* **TASK INPUTS**
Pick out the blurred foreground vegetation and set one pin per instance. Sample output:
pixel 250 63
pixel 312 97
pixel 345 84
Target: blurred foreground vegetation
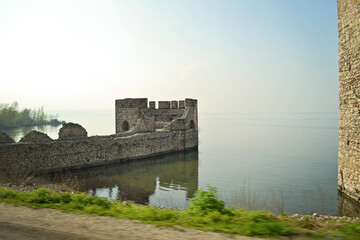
pixel 11 116
pixel 206 212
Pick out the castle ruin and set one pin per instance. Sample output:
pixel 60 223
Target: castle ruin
pixel 349 96
pixel 141 131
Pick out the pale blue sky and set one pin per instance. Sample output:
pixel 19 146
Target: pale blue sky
pixel 233 56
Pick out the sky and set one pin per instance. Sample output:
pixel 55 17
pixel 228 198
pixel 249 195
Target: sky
pixel 233 56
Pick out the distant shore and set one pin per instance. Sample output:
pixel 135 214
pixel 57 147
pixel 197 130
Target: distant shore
pixel 52 122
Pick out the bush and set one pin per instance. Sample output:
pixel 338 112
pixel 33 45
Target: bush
pixel 205 202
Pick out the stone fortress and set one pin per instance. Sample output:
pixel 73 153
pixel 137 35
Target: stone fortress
pixel 349 96
pixel 141 131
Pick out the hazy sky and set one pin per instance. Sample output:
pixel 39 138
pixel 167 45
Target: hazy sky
pixel 233 56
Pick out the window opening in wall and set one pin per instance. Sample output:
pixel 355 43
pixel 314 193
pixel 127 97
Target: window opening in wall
pixel 192 124
pixel 125 126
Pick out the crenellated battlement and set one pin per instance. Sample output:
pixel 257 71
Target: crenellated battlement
pixel 141 131
pixel 143 103
pixel 138 115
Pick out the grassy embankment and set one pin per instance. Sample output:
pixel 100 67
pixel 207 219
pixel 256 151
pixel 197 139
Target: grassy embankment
pixel 206 212
pixel 11 116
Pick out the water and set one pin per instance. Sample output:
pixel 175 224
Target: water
pixel 282 162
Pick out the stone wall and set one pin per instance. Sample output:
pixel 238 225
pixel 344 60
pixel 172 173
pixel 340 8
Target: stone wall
pixel 91 151
pixel 349 93
pixel 132 114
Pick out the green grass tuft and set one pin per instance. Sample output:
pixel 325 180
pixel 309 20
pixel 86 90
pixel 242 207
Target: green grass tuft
pixel 206 212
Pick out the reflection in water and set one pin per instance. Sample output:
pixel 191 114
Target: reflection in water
pixel 347 206
pixel 170 180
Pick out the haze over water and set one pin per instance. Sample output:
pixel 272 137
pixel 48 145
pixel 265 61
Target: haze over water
pixel 282 162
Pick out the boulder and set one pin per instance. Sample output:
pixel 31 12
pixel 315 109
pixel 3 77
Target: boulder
pixel 4 138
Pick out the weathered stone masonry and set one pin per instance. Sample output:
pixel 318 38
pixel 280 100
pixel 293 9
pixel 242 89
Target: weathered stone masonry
pixel 349 93
pixel 141 132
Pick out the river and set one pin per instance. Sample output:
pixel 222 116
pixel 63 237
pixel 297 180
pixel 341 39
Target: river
pixel 281 162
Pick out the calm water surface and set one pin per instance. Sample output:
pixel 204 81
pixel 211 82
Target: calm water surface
pixel 281 162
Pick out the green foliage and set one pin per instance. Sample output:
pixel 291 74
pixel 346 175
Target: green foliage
pixel 205 202
pixel 206 213
pixel 11 116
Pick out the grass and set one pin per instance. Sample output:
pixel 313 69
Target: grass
pixel 206 212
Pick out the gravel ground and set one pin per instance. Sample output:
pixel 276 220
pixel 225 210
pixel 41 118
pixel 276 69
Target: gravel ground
pixel 24 223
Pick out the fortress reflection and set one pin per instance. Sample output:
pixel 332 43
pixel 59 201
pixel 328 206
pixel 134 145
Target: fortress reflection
pixel 347 206
pixel 138 180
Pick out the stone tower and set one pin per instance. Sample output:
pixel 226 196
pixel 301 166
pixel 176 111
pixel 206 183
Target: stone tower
pixel 349 93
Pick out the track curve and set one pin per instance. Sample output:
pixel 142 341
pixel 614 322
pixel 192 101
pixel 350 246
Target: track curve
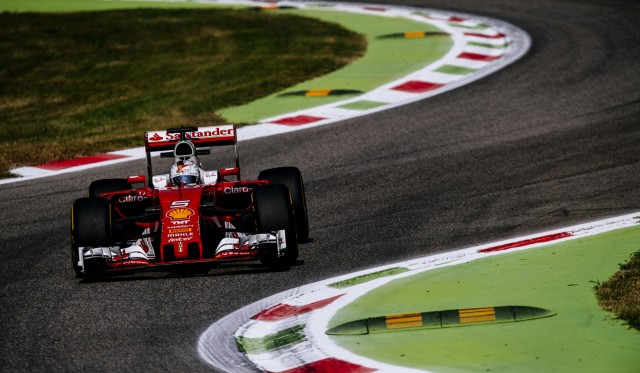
pixel 550 141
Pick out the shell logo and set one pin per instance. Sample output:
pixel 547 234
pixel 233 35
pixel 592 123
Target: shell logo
pixel 181 213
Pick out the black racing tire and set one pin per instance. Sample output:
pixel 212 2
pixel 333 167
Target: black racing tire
pixel 292 179
pixel 91 222
pixel 96 188
pixel 273 212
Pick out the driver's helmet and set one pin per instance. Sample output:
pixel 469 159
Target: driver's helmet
pixel 185 172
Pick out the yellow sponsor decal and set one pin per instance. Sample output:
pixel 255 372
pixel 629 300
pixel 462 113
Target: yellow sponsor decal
pixel 477 315
pixel 410 320
pixel 318 93
pixel 179 230
pixel 409 35
pixel 180 213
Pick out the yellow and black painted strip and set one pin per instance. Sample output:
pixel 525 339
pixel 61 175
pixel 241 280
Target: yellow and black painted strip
pixel 440 319
pixel 323 92
pixel 273 7
pixel 411 35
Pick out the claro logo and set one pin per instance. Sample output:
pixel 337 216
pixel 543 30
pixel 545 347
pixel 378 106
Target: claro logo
pixel 234 190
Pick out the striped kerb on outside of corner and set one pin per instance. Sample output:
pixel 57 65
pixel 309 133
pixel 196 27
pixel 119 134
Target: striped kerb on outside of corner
pixel 439 319
pixel 531 241
pixel 283 311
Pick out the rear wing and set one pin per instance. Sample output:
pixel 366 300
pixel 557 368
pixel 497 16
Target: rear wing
pixel 165 140
pixel 201 137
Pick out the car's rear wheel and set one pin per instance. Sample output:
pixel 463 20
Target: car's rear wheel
pixel 273 212
pixel 292 179
pixel 96 188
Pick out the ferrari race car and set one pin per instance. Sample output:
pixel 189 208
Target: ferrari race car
pixel 190 215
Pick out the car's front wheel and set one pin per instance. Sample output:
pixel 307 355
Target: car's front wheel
pixel 90 226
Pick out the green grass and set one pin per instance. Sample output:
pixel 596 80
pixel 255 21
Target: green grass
pixel 558 277
pixel 74 84
pixel 621 293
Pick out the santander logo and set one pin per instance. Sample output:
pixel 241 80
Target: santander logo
pixel 156 137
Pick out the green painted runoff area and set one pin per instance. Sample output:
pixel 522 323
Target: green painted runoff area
pixel 560 277
pixel 386 59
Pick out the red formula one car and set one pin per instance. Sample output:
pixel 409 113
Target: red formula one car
pixel 190 215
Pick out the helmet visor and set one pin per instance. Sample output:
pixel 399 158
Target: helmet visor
pixel 185 179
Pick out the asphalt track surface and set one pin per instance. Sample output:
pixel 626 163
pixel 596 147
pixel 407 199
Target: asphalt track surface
pixel 548 142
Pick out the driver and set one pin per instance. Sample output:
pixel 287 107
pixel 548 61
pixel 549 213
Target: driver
pixel 186 168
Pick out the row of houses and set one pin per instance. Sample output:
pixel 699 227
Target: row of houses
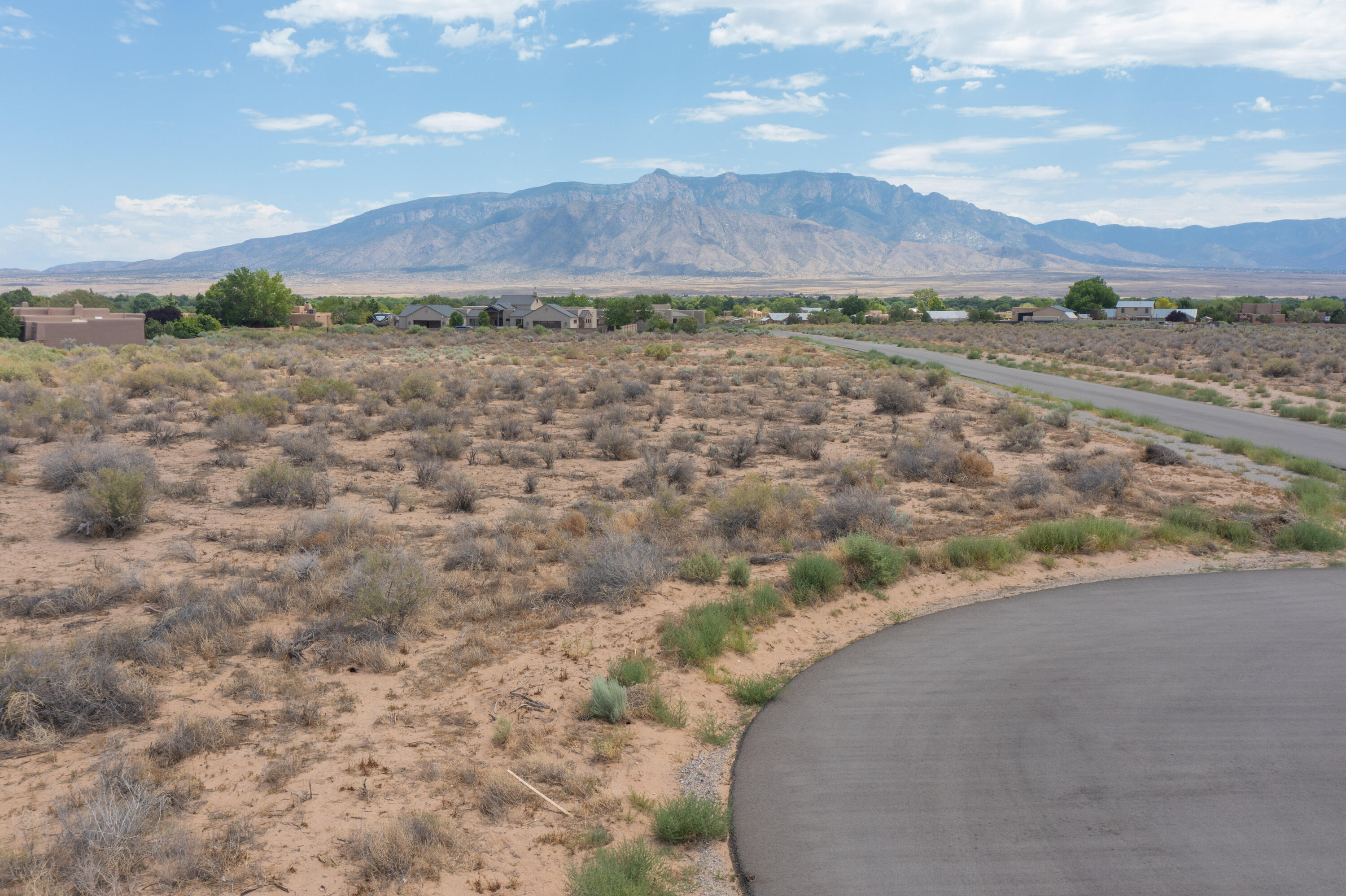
pixel 527 311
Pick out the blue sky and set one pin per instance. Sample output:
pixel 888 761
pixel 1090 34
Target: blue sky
pixel 147 128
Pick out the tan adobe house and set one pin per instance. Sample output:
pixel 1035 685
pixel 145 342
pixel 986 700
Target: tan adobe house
pixel 1031 314
pixel 1254 310
pixel 306 314
pixel 87 327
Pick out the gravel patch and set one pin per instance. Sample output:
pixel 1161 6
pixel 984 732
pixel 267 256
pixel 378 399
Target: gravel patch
pixel 702 775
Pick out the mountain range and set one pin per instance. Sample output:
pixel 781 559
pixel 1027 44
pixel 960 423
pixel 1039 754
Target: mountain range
pixel 797 224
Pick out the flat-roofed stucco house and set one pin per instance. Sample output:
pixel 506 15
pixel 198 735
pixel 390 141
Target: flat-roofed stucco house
pixel 306 314
pixel 428 317
pixel 552 318
pixel 511 310
pixel 87 326
pixel 1139 310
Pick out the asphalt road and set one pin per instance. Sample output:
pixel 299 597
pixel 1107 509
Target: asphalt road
pixel 1311 440
pixel 1170 735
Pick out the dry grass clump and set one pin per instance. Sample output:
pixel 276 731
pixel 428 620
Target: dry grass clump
pixel 68 465
pixel 756 506
pixel 896 397
pixel 414 844
pixel 237 430
pixel 186 738
pixel 114 587
pixel 108 504
pixel 278 482
pixel 614 570
pixel 857 509
pixel 60 692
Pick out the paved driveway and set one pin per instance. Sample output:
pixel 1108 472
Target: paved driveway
pixel 1174 735
pixel 1311 440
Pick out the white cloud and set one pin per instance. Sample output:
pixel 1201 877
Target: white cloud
pixel 1299 38
pixel 1085 132
pixel 1135 165
pixel 929 157
pixel 1275 134
pixel 134 229
pixel 278 46
pixel 949 72
pixel 672 166
pixel 781 134
pixel 314 165
pixel 1013 112
pixel 297 123
pixel 373 42
pixel 10 33
pixel 1291 161
pixel 459 123
pixel 1167 147
pixel 741 103
pixel 602 42
pixel 388 140
pixel 803 81
pixel 1042 173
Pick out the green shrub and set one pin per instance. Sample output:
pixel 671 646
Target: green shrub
pixel 988 552
pixel 387 588
pixel 109 502
pixel 1310 467
pixel 700 634
pixel 1309 536
pixel 667 713
pixel 757 691
pixel 633 868
pixel 874 561
pixel 1313 496
pixel 700 567
pixel 280 483
pixel 632 670
pixel 739 572
pixel 1309 413
pixel 765 603
pixel 815 576
pixel 690 817
pixel 607 700
pixel 271 409
pixel 1084 535
pixel 325 388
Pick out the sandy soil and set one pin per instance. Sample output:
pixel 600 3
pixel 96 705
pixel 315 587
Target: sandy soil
pixel 422 736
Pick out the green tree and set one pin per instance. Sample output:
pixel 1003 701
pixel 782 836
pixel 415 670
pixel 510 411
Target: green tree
pixel 17 298
pixel 1087 295
pixel 249 299
pixel 144 302
pixel 10 327
pixel 622 311
pixel 928 299
pixel 855 307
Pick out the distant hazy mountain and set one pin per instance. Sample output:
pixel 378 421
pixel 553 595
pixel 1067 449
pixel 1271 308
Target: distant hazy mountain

* **WORK REQUIRED**
The required answer is the exact run of lines above starting at the line with "Pick out the driver's" and ending at the line with "pixel 462 113", with both ends present.

* **REPLY**
Pick out the driver's helmet and set one pin per instance. Sample output:
pixel 469 159
Target: driver's helmet
pixel 185 172
Pick out the yellow sponsor decal and set one pin per instance. Sample output:
pixel 255 372
pixel 629 300
pixel 462 113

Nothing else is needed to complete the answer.